- [SOURCE EXCERPT]:
Begin

Nyepi in Bali - Melasti, Chaos & Calm


I have just returned from Bali, a trip timed intentionally to coincide with one of the biggest celebrations of the Bali Hindu calendar, Nyepi.


Worth experiencing at least once in your lifetime, this very unique New Year celebration unlike anywhere else in the world is celebrated in total silence.  It is the quietest day of the year where all inhabitants including non Hindu & tourists abide by local laws that brings Bali to a complete halt including the airport.


But before the day of silence there is Melasti held 3 days prior to Nyepi.  We scootered from Canggu through the very busy & numerous blocked off streets to Petitenget Temple to see the thousands of pilgrims in white traditional dress parade from their villages & temples carrying important possessions from their homes & temples to the ocean to carry out eleborate purification rituals.  Once the parade enters the temple area they snake through the temple to be blessed & then down onto the beach to complete the purification rituals & offerings.  


Individuals that believe they are inhabited by evil spirits or even bad thoughts enter a trance like state before being led to the beach & into the water to be cleansed & purified of their demons.  Men carry out acts whereby they pretend to stab themselves with long daggers before running into the water to be rid of the evil they believe is inhabiting their bodies.


Bright coloured floats with coloured umbrellas & banners add the the spectacle that was a fabulous sight it is to witness.

End

- [WHAT IS EXPECTED]:
Continue the account of Nyepi and Melasti in Bali above, starting after its final sentence.

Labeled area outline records
Begin

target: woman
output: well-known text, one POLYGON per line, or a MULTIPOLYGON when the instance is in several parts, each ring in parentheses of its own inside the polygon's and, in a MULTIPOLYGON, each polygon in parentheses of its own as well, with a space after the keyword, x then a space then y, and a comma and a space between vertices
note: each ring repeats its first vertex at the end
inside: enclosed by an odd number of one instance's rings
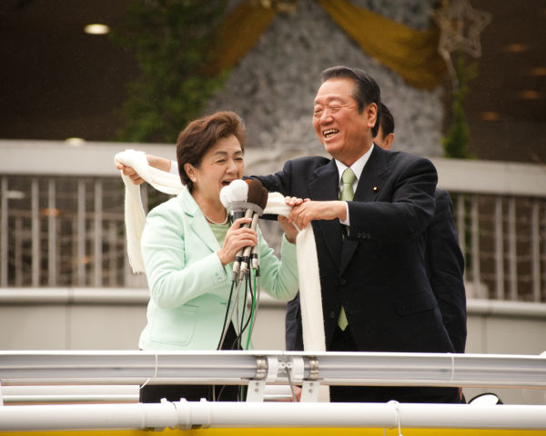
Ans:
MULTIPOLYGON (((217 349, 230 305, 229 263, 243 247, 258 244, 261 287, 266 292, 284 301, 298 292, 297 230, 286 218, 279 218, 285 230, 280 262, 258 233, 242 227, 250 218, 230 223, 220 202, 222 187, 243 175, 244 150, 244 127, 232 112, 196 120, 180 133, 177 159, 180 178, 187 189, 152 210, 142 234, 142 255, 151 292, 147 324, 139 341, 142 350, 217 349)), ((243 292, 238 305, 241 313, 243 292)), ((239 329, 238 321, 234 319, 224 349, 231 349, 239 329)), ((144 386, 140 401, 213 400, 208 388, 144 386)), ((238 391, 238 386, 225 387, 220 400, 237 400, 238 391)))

End
Begin

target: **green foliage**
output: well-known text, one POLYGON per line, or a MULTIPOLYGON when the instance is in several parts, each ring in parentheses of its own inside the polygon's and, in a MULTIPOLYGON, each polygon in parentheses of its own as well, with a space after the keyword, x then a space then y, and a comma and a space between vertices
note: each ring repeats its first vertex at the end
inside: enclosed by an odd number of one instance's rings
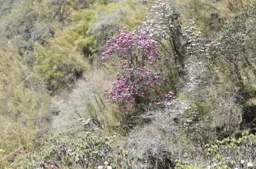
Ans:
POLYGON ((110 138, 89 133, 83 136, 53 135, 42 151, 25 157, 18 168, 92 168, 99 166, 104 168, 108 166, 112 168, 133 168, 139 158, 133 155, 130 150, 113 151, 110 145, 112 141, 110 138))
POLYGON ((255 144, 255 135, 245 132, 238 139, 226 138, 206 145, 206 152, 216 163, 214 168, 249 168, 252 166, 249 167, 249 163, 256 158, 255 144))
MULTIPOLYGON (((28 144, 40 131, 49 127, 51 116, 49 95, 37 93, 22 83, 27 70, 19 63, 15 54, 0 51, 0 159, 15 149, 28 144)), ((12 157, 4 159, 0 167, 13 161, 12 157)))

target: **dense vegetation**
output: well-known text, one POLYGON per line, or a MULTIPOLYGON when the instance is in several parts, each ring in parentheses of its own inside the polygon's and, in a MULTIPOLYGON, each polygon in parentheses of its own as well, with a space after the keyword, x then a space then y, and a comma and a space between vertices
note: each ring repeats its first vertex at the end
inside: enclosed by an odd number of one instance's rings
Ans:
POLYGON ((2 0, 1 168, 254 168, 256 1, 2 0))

End

- [RESULT OF THE EXERCISE]:
On Nyepi eve it is all noise & chaos as locals begin the night with blessings in family temples followed by a ritual called "pengrupukan" where pots & pans are banged & music played to 'chase away evil forces & spirits" that the balinese call Bhuta Kala.  These spirits are later manifested as the Ogoh Ogoh are paraded in the streets.


Ogoh Ogoh are paper mache creations in the shape of mythical creatures that are generally designed & built by the youth of the village.  Believed to be a relatively new part of Nyepi, they have now become an important element of the Islands celebrations.


We could hear the drums as the parade came closer to our villa so we headed up to the street where we were caught up in the throng of the parade joining the locals on the street as we followed the parade up to the main intersection.  The crowd began cheering and screaming, the drums got louder, lights flashed & torches blazed and the Ogoh Ogoh creatures were spun around clockwise then anti clockwise on the T intersection in an effort to confuse the evil spirits.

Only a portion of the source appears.